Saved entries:
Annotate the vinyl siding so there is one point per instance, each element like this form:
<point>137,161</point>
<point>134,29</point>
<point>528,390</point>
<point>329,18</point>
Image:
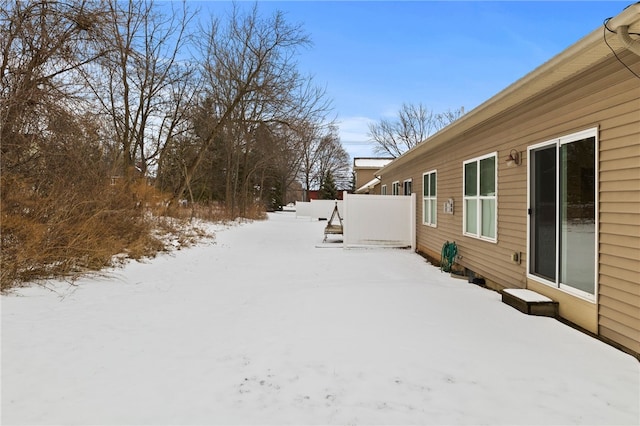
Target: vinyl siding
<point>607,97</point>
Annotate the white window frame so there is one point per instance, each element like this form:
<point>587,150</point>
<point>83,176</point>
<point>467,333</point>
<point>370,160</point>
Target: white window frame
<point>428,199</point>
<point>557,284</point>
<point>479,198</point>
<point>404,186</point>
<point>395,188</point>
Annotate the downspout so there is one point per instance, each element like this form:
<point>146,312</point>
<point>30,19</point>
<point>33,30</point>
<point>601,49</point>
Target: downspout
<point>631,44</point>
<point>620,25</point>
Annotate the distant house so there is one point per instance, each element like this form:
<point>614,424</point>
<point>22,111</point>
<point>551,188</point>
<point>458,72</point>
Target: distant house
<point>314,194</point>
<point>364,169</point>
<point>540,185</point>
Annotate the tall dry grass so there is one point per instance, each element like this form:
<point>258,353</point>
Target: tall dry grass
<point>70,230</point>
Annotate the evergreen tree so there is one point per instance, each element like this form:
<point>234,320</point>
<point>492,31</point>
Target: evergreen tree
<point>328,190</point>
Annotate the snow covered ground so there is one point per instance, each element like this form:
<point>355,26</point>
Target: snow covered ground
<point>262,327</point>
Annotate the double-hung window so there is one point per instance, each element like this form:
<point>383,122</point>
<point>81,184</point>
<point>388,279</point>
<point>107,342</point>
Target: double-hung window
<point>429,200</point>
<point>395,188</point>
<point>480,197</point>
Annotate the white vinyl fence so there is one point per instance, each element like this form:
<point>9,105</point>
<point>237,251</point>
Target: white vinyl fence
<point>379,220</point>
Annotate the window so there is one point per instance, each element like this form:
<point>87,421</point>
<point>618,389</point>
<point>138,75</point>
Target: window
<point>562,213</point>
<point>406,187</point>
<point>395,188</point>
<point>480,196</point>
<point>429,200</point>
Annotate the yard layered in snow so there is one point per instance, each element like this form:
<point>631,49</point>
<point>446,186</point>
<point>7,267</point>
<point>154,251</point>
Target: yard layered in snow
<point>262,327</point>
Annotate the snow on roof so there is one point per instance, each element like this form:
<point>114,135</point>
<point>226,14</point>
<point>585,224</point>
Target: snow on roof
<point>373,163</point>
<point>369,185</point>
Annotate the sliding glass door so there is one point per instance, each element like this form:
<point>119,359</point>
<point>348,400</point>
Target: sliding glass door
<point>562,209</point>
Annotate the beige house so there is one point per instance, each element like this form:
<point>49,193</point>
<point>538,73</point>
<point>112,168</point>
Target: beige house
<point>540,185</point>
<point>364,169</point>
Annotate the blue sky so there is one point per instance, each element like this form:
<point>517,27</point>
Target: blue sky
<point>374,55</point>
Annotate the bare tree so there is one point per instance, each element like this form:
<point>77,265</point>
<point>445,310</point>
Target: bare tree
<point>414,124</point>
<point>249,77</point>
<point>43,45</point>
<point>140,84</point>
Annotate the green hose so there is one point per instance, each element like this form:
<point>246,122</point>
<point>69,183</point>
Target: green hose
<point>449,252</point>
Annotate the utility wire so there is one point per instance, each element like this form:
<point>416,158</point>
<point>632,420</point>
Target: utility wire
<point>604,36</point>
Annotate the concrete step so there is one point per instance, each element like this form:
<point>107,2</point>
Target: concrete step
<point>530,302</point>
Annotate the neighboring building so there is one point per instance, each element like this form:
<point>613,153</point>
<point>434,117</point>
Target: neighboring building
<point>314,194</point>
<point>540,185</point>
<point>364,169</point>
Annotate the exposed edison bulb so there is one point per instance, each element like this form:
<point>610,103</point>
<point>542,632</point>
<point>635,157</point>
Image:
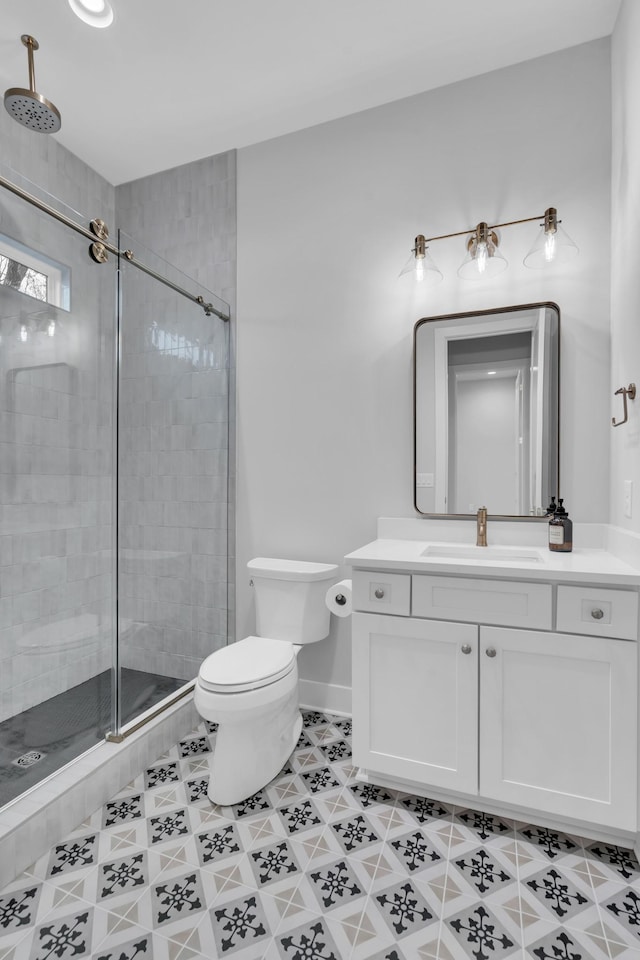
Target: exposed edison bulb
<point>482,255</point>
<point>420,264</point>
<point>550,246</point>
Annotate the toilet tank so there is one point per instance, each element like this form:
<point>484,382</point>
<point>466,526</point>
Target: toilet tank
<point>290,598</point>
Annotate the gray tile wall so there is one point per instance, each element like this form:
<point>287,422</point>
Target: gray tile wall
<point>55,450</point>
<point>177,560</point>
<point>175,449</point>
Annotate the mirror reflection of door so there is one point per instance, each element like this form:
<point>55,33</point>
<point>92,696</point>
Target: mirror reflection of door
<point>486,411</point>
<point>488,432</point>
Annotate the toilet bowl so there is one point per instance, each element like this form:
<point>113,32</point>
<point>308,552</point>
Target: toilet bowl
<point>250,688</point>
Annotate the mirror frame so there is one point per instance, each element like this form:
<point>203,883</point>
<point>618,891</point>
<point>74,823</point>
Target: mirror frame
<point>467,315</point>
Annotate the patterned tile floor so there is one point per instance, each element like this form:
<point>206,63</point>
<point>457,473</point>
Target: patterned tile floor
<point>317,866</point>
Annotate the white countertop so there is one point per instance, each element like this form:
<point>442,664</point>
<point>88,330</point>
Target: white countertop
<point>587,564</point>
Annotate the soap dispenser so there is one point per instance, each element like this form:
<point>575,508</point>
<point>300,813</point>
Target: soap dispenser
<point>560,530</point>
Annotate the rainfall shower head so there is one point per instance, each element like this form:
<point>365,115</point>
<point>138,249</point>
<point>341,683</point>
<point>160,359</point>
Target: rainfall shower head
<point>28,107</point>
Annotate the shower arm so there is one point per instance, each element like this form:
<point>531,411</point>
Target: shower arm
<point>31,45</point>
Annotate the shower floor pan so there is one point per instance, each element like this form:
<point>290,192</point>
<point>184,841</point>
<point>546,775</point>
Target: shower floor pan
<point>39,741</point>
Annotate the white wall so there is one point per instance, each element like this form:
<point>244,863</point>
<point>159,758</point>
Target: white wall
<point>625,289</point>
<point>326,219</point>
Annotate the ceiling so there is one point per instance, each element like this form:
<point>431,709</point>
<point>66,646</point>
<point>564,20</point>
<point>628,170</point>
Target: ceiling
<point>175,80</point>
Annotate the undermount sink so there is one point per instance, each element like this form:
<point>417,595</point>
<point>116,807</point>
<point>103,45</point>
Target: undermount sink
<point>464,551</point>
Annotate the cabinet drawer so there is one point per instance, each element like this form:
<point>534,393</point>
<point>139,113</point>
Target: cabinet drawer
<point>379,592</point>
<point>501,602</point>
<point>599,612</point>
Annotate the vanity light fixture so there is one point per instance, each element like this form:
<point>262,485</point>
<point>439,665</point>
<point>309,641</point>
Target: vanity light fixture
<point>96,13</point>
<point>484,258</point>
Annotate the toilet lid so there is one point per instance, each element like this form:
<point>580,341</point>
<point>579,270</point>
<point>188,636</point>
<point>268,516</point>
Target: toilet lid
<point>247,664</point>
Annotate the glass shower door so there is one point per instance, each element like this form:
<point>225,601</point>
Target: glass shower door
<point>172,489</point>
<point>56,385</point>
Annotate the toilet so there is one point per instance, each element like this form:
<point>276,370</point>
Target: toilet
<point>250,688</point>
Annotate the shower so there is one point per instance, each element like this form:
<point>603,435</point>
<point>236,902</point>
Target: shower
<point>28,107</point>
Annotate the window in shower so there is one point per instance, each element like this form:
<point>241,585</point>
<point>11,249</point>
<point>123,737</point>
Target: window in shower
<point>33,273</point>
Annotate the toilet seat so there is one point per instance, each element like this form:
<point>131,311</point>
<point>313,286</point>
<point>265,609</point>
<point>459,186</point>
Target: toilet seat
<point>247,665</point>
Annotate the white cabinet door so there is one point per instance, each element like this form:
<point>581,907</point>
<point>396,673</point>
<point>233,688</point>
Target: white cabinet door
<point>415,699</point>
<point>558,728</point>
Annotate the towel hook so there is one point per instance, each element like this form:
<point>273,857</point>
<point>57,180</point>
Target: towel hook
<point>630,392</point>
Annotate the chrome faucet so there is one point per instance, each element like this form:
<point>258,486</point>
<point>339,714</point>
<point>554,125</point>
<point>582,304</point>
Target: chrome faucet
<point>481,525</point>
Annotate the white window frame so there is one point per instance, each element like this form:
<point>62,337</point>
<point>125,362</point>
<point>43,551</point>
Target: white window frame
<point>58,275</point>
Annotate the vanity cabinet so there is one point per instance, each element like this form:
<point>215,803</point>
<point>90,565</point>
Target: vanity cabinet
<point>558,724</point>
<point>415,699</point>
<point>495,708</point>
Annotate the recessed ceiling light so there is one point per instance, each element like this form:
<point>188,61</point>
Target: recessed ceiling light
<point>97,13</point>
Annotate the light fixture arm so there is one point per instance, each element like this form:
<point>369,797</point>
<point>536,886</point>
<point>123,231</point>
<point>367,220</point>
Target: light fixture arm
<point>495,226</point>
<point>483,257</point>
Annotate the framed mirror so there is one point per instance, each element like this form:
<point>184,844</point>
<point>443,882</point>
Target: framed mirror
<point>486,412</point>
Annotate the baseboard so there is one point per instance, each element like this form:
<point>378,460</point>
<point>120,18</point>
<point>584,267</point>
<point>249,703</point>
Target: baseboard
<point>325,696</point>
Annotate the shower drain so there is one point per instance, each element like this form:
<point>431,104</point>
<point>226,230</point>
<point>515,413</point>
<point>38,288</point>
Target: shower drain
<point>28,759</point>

> _Work request_
In the records above, the line with "<point>154,251</point>" marks the start and the line with "Annotate the bare" marks the end; copy that stretch exactly, both lines included, and nothing else.

> _Solution_
<point>154,251</point>
Target: yard layered in snow
<point>262,327</point>
Annotate the snow on roof so there is one point per instance, each element like this form:
<point>114,135</point>
<point>226,14</point>
<point>585,224</point>
Target: snow on roof
<point>373,163</point>
<point>369,185</point>
Annotate the sliding glass door so there is one point per instance, each element like this form:
<point>119,359</point>
<point>348,400</point>
Target: sliding glass door
<point>562,209</point>
Annotate the beige house so there is one point per instance, each element like this form:
<point>49,193</point>
<point>538,73</point>
<point>112,168</point>
Target: beige house
<point>540,185</point>
<point>364,169</point>
Annotate the blue sky so there is one point per instance, each element like this form:
<point>517,27</point>
Target: blue sky
<point>374,55</point>
Annotate the bare tree so there is one point per instance, each element like this form:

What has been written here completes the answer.